## Problem A
Reproduce the passage of the statistics flashcards that begins at the words "how do you calculate the mode" and ends after the words "display it graphically?".
## Problem B
In the statistics flashcards, what percentage of Normally distributed data does the mean ± 1 SD cover?

## Passage to read
══════════
Lectures Notes Flashcards
what are the two types of categorical data?
nominal and ordinal
what is nominal data? give examples
categorical data with no natural order
e.g. blood group, sex
what is ordinal data? give examples?
ordered categorical data.
e.g. pain severity, social class, grade of breast cancer
what are the two types of numerical data?
discrete and continuous
what is binary data?
a form of nominal categorical data, where there are only two categories
how might you display categorical data?
bar chart, pie chart
how might you display numerical data?
dot plot, stem and leaf, histogram, box and whisker
how do you calculate the mean of a data set?
total all the values, and divide by the number of values
how do you calculate the median of a data set?
order the values, median is the middle value.
if there is an even number of values, take the mean of the middle two values.
how do you calculate the mode of a data set?
the most common value observed
what’s the main advantage of using a median of a data set?
robust to outliers.
what’s the main advantage of using the mean of a data set?
uses all the data.
when would you use median vs mean?
symmetrical data = mean
skewed data = median
list the three main approaches to quantifying variability
range
interquartile range
standard deviation
what is the interquartile range of a data set, and how could you display it graphically?
the middle 50% of your data.
upper quartile - lower quartile.
box and whisker plot.
how do you calculate variance?
- draw a table
- calculate difference between observed value and mean for each value
- square each of these values
- calculate the total of the squared differences from mean
- divide this by n-1
(n= number of values)
how do you calculate standard deviation (SD)?
square root of variance
how many decimal places should you use when calculating SD?
usually 2 or 3 more decimal places than the original data
what is the relationship between mean and SD in Normally distributed data?
mean ± 1 SD covers 68% of data
mean ± 2 SD covers 95% of data
how do you calculate the ‘normal reference range’ of an investigation?
mean ± 2 SDs
what is the relationship between the mean and the median in Normally distributed data?
will be the same!
formula for risk
risk = no. events observed / number in the group
formula for risk difference
RD = risk (exposed group) - risk (unexposed group)
what’s the difference between risk difference and ABSOLUTE risk difference?
in ARD you ignore the sign - so it’s always expressed as a positive number, but it might represent an increase or decrease in risk
your 95% CI for a relative risk includes 1.00 - what does this mean?
there is NO difference between groups
formula for number needed to treat (or harm!)
1/ARD
formula for odds
no. people with disease / no. people without
formula for odds ratio
odds (exposed) / odds (unexposed)
if an event is rare, what is the relationship between odds and risk ratios?
they’ll basically be the same - but for a common event, they can be really different
____ is a useful measure of spread when data is distributed symmetrically
standard deviation
if data is symmetrically distributed, what percentage of data lies within 2 SD of the mean?
══════════
## Data records
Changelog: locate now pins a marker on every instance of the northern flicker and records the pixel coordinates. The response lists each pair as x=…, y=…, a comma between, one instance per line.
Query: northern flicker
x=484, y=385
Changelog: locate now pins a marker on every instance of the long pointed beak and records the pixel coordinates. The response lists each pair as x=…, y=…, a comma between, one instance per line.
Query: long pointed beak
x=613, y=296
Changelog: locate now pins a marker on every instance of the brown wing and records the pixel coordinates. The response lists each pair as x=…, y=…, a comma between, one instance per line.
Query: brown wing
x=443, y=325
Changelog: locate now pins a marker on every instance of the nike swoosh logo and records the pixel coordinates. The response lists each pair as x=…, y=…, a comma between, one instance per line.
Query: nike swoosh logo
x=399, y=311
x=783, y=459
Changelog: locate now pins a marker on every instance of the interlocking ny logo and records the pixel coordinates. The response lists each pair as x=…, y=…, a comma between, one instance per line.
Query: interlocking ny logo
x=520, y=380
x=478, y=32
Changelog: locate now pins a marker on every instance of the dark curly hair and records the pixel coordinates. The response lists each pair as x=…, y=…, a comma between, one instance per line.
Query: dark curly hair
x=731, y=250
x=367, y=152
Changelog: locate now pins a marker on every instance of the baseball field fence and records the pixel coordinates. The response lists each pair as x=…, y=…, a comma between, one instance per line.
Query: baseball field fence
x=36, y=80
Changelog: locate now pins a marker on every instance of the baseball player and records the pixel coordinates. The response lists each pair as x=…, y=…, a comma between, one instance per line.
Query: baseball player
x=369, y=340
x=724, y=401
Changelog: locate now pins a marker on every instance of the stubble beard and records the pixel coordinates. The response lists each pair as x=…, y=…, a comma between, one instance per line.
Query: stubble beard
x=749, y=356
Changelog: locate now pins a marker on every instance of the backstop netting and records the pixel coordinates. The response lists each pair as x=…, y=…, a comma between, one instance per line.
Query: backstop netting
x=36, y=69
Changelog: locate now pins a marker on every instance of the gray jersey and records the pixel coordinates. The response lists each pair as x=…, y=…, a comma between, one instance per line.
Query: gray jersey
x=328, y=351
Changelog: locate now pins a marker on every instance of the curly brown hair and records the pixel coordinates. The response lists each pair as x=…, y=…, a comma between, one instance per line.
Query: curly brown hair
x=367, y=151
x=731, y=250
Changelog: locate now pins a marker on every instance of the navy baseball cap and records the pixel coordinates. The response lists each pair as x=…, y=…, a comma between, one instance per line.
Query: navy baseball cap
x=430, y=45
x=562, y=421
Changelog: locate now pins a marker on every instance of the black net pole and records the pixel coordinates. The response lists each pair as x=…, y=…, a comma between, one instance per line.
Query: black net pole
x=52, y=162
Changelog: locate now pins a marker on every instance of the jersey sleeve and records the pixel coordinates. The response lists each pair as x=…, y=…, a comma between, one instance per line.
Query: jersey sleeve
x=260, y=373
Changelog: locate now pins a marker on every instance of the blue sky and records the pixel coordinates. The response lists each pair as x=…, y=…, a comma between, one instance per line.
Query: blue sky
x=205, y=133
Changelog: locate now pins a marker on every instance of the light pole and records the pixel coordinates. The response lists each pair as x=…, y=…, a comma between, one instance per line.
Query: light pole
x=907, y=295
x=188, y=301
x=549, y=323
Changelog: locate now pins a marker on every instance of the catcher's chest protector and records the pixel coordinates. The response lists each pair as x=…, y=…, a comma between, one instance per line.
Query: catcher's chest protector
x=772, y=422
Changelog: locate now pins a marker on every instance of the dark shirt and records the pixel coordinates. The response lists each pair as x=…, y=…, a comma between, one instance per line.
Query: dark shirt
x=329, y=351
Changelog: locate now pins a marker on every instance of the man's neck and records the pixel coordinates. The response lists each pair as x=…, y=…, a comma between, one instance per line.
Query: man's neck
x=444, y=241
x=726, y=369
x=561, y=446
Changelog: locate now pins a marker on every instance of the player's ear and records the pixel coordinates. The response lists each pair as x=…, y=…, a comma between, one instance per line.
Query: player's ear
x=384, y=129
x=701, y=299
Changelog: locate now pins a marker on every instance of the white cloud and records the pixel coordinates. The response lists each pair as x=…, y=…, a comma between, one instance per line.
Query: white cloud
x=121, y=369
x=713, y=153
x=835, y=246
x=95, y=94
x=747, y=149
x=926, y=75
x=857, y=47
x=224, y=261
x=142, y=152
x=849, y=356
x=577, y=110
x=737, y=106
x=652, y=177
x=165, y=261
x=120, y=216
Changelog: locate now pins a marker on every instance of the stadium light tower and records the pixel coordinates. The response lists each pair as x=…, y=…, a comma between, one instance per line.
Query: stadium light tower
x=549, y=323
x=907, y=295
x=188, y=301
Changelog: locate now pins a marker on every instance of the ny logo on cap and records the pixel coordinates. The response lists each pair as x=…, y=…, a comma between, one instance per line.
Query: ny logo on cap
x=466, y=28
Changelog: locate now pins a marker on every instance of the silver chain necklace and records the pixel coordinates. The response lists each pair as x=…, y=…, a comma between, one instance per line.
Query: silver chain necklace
══════════
## Task answer A
how do you calculate the mode of a data set?
the most common value observed
what’s the main advantage of using a median of a data set?
robust to outliers.
what’s the main advantage of using the mean of a data set?
uses all the data.
when would you use median vs mean?
symmetrical data = mean
skewed data = median
list the three main approaches to quantifying variability
range
interquartile range
standard deviation
what is the interquartile range of a data set, and how could you display it graphically?

## Task answer B
68% of the data.